** TASK PROMPT **
Reproduce the following records verbatim, line for line, with nothing added, dropped, or reordered.

**** INPUT ****

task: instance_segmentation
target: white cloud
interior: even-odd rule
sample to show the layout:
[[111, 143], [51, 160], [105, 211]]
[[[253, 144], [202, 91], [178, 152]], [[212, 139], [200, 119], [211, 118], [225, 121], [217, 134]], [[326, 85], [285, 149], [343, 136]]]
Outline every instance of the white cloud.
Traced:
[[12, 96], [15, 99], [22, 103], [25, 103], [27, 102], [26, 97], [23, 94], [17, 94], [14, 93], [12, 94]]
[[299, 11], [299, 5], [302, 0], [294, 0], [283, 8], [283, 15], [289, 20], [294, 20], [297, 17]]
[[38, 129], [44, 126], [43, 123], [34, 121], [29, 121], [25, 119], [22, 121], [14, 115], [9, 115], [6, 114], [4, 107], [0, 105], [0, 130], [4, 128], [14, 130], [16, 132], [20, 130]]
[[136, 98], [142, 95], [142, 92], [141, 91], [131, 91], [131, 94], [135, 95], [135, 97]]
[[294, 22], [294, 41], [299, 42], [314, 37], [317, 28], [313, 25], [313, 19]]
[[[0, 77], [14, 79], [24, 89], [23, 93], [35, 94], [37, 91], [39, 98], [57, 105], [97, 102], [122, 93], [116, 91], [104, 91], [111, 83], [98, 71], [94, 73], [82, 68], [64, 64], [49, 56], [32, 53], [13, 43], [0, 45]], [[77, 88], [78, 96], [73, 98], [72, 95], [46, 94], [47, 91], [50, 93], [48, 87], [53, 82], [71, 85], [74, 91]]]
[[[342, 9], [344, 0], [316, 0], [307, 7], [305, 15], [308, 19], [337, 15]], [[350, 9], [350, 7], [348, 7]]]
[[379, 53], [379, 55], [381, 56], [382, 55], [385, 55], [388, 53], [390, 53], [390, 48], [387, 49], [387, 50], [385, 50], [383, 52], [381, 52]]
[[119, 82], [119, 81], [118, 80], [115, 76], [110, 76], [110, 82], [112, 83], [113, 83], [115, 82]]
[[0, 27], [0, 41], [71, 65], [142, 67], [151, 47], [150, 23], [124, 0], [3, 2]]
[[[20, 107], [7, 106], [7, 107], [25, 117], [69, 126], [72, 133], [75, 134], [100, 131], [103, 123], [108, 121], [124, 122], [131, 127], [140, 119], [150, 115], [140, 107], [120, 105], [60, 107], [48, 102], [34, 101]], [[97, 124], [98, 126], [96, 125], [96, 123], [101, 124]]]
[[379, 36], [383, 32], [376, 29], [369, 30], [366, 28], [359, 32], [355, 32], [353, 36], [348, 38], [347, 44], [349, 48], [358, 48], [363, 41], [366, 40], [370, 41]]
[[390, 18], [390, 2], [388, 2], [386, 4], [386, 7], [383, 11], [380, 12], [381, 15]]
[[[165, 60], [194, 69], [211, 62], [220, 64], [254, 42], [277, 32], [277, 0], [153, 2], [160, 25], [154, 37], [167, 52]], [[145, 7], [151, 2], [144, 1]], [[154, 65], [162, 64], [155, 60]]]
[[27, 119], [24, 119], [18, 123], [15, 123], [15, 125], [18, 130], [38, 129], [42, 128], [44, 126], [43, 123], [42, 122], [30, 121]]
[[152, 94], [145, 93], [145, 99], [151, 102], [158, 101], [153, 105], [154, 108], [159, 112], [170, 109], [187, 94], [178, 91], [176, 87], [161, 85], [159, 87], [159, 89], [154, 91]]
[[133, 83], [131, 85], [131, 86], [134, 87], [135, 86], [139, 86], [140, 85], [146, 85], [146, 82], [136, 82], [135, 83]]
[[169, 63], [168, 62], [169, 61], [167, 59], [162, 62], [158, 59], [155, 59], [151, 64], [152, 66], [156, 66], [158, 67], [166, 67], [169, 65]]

****

** ANSWER **
task: instance_segmentation
target: white cloud
interior: even-odd rule
sample to show the layout:
[[111, 143], [51, 160], [105, 211]]
[[[253, 144], [202, 91], [178, 152]], [[212, 139], [200, 119], [211, 118], [225, 121], [217, 134]], [[326, 85], [285, 149], [343, 136]]]
Outline every instance of the white cloud.
Traced:
[[12, 96], [15, 99], [22, 103], [25, 103], [27, 102], [26, 97], [23, 94], [17, 94], [14, 93], [12, 94]]
[[299, 11], [299, 5], [302, 0], [294, 0], [283, 8], [283, 15], [289, 20], [294, 20], [297, 17]]
[[38, 129], [44, 126], [43, 123], [34, 121], [29, 121], [25, 119], [22, 121], [14, 115], [9, 115], [6, 114], [4, 107], [0, 105], [0, 130], [4, 128], [14, 130], [16, 132], [20, 130]]
[[136, 98], [142, 95], [142, 92], [141, 91], [131, 91], [131, 94], [135, 95], [135, 97]]
[[294, 22], [294, 41], [299, 42], [314, 37], [317, 28], [313, 25], [313, 19]]
[[[0, 77], [14, 79], [24, 89], [23, 93], [35, 94], [37, 91], [39, 98], [57, 105], [97, 102], [122, 93], [116, 91], [104, 91], [111, 83], [98, 71], [94, 73], [82, 68], [64, 64], [49, 56], [32, 53], [13, 43], [0, 45]], [[77, 88], [78, 96], [73, 98], [72, 95], [46, 94], [47, 91], [50, 93], [48, 87], [53, 82], [71, 85], [74, 91]]]
[[[342, 9], [344, 0], [316, 0], [307, 7], [305, 15], [308, 19], [337, 15]], [[350, 9], [350, 7], [348, 7]]]
[[379, 53], [379, 55], [381, 56], [382, 55], [385, 55], [388, 53], [390, 53], [390, 48], [387, 49], [387, 50], [385, 50], [383, 52], [381, 52]]
[[119, 82], [119, 81], [118, 80], [115, 76], [110, 76], [110, 82], [112, 83], [113, 83], [115, 82]]
[[0, 27], [0, 41], [71, 65], [142, 67], [151, 47], [150, 23], [124, 0], [3, 2]]
[[[20, 107], [7, 106], [7, 107], [25, 117], [69, 126], [72, 133], [75, 134], [100, 131], [103, 123], [108, 121], [124, 122], [131, 127], [140, 119], [150, 115], [140, 107], [120, 105], [60, 107], [48, 102], [34, 101]], [[97, 124], [98, 126], [96, 125], [96, 123], [101, 124]]]
[[379, 36], [383, 32], [376, 29], [369, 30], [366, 28], [359, 32], [355, 32], [353, 36], [348, 38], [347, 44], [349, 48], [358, 48], [363, 41], [366, 40], [370, 41]]
[[390, 18], [390, 2], [388, 2], [386, 4], [386, 7], [383, 11], [380, 12], [381, 15]]
[[[165, 60], [194, 69], [211, 62], [220, 64], [254, 42], [277, 32], [277, 0], [153, 2], [160, 25], [154, 37], [167, 52]], [[145, 7], [151, 2], [144, 1]], [[154, 65], [162, 64], [155, 60]]]
[[27, 119], [24, 119], [18, 123], [15, 123], [15, 125], [18, 130], [38, 129], [42, 128], [44, 126], [43, 123], [42, 122], [30, 121]]
[[152, 94], [145, 93], [145, 99], [151, 102], [158, 101], [153, 105], [154, 108], [159, 112], [170, 109], [187, 94], [178, 91], [176, 87], [161, 85], [159, 87], [159, 89], [154, 91]]
[[133, 83], [131, 85], [131, 86], [134, 87], [135, 86], [139, 86], [140, 85], [146, 85], [146, 82], [136, 82], [135, 83]]
[[169, 63], [168, 62], [169, 61], [167, 59], [162, 62], [158, 59], [155, 59], [151, 64], [152, 66], [156, 66], [158, 67], [166, 67], [169, 65]]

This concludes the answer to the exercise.